Return each line of the data below that contains the word "baitfish", copied whole. Case counts.

========================================================================

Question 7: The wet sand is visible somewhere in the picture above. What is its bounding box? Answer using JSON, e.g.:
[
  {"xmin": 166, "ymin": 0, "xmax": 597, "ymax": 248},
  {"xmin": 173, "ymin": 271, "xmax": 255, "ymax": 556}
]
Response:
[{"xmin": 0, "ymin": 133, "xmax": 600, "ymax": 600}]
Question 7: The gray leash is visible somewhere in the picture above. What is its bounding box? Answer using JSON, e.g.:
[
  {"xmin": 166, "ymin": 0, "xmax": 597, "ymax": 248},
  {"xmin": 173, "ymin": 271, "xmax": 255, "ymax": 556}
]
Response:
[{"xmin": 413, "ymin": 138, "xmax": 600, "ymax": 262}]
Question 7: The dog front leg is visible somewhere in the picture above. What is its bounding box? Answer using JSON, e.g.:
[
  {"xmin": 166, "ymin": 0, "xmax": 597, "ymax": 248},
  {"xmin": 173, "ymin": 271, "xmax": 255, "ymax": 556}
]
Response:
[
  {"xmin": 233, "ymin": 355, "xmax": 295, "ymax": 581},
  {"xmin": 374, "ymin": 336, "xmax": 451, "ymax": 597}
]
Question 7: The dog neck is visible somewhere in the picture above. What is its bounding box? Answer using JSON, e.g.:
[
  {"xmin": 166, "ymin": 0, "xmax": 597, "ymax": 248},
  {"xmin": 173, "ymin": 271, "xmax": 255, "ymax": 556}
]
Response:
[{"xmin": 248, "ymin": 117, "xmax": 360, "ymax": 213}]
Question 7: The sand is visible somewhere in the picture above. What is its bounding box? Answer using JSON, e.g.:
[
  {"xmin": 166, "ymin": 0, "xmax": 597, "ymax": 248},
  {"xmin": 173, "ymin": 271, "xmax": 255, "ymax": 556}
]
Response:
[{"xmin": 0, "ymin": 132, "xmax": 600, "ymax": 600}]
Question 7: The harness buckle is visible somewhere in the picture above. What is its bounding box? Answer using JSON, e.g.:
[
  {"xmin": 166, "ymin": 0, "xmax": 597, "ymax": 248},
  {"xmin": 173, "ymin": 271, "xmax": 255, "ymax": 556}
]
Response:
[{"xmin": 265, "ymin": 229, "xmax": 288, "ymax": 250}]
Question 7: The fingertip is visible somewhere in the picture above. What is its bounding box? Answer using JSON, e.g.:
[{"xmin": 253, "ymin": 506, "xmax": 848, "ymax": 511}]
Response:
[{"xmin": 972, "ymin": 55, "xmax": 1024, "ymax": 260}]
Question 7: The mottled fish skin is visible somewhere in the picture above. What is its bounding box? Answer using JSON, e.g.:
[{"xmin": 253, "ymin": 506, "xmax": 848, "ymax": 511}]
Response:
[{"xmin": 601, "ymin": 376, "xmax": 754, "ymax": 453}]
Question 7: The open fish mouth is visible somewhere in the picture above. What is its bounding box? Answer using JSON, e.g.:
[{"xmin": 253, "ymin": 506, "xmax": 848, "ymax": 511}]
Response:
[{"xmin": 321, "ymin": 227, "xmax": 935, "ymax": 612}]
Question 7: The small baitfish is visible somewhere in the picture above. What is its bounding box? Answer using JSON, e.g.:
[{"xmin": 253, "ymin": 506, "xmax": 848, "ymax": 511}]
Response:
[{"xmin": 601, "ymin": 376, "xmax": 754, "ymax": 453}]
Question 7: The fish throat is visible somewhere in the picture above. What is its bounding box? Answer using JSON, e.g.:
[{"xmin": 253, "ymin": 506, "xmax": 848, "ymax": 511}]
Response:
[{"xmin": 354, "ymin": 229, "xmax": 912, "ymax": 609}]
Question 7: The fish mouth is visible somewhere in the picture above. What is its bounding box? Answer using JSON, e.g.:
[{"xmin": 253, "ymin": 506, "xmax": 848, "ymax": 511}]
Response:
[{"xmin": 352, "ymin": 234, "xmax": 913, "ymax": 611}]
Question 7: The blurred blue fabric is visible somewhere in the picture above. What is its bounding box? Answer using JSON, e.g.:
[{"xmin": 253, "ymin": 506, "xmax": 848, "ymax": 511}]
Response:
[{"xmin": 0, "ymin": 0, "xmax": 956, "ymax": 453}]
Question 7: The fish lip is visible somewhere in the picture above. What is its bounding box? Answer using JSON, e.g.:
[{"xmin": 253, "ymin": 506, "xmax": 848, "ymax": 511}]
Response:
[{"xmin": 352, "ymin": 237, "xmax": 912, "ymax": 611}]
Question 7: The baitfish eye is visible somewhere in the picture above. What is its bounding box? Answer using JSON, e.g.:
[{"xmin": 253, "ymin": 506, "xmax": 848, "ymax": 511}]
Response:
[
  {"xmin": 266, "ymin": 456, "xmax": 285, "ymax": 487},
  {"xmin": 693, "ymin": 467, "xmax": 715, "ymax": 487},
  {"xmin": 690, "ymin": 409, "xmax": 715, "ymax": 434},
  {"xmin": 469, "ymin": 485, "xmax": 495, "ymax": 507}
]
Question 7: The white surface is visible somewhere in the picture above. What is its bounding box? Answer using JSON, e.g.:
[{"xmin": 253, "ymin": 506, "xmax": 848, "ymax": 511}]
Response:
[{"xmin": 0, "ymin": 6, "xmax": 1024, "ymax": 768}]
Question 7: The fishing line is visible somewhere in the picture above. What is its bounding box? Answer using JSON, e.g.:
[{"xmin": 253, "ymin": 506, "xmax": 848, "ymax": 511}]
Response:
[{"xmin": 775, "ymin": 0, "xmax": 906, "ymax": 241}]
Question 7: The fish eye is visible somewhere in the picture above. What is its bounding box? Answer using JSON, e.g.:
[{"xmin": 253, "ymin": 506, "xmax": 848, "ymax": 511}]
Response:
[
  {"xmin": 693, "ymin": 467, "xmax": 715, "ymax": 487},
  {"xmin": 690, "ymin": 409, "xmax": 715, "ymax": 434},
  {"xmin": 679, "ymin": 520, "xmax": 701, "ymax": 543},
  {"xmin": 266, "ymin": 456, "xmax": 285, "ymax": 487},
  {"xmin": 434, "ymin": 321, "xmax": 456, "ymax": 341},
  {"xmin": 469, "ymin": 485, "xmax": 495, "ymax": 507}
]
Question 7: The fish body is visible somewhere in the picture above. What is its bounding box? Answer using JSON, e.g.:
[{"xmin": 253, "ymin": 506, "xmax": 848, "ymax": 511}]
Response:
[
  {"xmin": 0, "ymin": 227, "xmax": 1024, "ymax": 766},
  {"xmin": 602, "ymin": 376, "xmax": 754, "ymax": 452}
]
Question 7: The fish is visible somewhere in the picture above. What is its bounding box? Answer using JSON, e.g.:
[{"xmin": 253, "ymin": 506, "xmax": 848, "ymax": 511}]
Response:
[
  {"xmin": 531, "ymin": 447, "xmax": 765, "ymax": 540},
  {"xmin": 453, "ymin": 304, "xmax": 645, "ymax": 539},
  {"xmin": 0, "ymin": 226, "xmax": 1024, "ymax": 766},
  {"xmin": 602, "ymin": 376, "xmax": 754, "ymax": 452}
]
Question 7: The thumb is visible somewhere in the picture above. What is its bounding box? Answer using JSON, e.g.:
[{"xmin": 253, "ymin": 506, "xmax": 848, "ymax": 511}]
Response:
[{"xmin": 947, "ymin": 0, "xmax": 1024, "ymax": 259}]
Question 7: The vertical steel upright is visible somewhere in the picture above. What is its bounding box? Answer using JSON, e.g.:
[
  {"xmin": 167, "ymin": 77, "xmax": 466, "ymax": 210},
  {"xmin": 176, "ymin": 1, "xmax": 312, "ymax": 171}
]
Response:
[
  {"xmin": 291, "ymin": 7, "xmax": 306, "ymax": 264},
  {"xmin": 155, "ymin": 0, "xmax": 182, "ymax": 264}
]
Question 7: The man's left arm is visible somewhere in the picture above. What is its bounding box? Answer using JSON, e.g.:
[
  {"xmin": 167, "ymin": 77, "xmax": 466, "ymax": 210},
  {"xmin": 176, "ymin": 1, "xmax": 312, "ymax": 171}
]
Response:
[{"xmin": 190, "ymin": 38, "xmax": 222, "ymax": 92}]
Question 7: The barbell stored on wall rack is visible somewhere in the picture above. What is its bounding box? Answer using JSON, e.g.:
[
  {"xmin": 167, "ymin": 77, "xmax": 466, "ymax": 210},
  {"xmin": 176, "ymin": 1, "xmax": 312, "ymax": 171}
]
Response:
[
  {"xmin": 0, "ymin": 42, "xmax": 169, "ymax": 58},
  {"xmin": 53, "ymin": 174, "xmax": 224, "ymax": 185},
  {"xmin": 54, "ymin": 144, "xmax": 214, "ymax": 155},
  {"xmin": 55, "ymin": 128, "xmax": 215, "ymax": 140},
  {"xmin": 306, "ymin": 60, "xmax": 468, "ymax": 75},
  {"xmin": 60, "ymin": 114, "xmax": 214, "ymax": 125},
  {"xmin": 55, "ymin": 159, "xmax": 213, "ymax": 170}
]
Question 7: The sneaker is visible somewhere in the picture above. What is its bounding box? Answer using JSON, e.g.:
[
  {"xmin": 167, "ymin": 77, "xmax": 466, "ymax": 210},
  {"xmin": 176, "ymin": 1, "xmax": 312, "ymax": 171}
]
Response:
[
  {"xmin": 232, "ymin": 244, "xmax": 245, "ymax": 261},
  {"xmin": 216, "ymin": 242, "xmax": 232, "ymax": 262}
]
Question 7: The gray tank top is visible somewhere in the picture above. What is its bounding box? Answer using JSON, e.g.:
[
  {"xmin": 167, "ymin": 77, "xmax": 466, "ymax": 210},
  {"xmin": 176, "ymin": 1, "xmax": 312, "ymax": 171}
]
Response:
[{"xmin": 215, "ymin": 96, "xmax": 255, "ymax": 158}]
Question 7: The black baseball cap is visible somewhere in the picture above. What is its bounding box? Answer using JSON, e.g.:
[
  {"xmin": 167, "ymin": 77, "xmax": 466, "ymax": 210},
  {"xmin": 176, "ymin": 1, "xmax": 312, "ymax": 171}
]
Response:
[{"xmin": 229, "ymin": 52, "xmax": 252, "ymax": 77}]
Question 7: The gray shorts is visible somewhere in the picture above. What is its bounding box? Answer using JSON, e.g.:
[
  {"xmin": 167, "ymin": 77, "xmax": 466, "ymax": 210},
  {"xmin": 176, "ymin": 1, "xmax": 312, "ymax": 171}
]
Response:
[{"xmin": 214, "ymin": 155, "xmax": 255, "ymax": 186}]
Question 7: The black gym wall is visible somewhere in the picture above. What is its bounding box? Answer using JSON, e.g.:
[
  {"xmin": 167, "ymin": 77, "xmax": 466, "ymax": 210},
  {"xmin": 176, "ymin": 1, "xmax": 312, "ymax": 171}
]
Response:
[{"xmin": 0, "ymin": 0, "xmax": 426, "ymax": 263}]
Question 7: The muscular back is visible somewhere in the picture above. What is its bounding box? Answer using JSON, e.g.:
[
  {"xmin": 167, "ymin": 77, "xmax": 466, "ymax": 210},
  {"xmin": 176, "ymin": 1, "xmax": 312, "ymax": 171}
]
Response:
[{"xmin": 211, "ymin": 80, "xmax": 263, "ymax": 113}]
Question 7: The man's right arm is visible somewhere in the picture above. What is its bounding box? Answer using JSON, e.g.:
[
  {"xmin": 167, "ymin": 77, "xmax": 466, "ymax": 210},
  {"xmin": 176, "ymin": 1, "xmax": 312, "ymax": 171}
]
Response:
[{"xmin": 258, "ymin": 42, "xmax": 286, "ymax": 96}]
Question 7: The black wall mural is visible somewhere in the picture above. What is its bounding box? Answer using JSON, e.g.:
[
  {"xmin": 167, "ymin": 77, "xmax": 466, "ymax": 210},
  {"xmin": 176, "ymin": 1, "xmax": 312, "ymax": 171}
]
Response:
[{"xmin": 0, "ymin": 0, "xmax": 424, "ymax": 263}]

========================================================================

## REPLY
Question 7: The small baitfish is visible somewhere in the picture above. What is its bounding box? Answer using JSON, e.g.:
Question 7: The baitfish eye is visible somewhere in the picture above. What is its bounding box? Answer using JSON, e.g.:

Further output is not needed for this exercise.